● WORK REQUIRED
Please report how many lines in these records contain the string "tablet", and give nothing besides the number.

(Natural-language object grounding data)
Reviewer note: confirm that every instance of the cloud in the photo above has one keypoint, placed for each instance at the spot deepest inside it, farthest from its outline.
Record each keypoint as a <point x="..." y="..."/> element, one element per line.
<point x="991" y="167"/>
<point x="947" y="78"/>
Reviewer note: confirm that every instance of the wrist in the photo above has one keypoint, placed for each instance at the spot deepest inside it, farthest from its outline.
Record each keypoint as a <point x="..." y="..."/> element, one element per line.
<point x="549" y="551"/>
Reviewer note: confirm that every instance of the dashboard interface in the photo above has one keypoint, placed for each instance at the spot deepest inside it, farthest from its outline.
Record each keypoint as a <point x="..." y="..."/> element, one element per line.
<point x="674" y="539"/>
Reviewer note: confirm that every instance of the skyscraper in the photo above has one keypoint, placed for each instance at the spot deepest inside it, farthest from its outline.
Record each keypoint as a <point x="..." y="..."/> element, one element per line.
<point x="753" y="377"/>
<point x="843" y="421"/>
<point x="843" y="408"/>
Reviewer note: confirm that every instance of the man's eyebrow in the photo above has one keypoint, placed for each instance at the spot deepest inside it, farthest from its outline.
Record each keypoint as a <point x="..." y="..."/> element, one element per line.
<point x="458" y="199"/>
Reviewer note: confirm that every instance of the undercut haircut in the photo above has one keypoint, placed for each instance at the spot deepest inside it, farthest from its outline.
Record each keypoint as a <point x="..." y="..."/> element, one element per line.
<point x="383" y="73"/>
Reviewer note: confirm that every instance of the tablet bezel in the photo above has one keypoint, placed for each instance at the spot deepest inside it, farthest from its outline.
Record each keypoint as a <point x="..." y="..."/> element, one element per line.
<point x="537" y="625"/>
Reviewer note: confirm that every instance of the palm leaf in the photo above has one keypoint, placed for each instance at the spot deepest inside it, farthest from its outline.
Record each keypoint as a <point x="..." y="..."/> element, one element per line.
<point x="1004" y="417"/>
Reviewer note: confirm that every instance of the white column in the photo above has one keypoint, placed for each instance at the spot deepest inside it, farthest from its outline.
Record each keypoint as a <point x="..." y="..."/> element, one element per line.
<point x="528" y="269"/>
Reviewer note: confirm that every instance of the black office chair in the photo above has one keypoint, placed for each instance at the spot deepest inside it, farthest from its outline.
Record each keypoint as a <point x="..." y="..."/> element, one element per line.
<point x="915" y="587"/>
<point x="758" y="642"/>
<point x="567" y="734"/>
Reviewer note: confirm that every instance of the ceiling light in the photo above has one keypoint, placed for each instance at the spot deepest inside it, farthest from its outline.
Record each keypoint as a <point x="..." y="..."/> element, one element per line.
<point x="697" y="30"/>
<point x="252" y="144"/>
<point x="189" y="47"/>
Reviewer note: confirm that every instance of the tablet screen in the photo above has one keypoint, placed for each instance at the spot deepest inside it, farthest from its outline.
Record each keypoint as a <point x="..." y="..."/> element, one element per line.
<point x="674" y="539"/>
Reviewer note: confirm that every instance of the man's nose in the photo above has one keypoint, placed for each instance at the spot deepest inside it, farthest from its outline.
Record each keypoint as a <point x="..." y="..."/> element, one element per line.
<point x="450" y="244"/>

● ANSWER TO THIS TASK
2